Problem details
Search term "each": please show all lines in the listing that contain it.

(Provided data Opens)

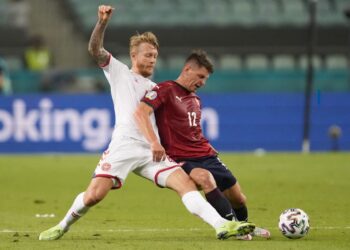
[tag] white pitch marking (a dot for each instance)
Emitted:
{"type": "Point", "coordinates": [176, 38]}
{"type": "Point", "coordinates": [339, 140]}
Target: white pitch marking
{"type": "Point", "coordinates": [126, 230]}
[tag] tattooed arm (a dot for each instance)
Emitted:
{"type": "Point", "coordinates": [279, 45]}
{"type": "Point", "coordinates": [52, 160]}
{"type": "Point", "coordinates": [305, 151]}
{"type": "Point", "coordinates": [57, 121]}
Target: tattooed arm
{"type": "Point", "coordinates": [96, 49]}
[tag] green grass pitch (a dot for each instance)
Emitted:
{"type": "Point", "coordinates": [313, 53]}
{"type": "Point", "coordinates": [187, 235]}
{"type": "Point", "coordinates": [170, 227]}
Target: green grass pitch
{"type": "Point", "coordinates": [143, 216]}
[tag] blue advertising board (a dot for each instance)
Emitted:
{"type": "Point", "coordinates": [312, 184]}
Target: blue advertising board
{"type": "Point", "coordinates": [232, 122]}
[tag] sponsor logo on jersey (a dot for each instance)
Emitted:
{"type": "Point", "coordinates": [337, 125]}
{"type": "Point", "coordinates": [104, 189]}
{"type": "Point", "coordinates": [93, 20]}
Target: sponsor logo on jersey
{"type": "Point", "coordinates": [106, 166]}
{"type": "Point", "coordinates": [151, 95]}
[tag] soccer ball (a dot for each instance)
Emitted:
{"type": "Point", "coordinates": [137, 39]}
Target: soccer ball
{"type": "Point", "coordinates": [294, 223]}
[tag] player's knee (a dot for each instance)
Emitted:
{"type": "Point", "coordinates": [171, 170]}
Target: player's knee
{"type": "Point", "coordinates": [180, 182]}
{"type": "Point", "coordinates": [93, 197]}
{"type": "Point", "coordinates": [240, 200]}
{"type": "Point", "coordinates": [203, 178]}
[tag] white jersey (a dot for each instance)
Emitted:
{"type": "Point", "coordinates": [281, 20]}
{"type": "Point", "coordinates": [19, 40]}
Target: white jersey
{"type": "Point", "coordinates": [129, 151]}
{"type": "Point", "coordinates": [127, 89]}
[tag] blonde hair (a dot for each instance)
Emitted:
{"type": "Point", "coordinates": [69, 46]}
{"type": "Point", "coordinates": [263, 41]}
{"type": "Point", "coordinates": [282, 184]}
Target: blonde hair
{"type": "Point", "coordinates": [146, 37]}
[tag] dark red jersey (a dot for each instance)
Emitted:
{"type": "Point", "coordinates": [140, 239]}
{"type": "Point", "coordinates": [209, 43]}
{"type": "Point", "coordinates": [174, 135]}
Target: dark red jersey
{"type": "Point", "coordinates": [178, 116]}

(Provided data Closes)

Answer area
[tag] white pitch marking (a dot for each instance)
[tag] tattooed arm (a dot for each instance)
[tag] green grass pitch (a dot for each instance)
[tag] blue advertising board (a dot for each instance)
[tag] sponsor logo on jersey (a dot for each instance)
[tag] soccer ball (a dot for each instance)
[tag] player's knee (a dot for each instance)
[tag] white jersey (a dot for each instance)
[tag] blonde hair (a dot for each instance)
[tag] dark red jersey (a dot for each instance)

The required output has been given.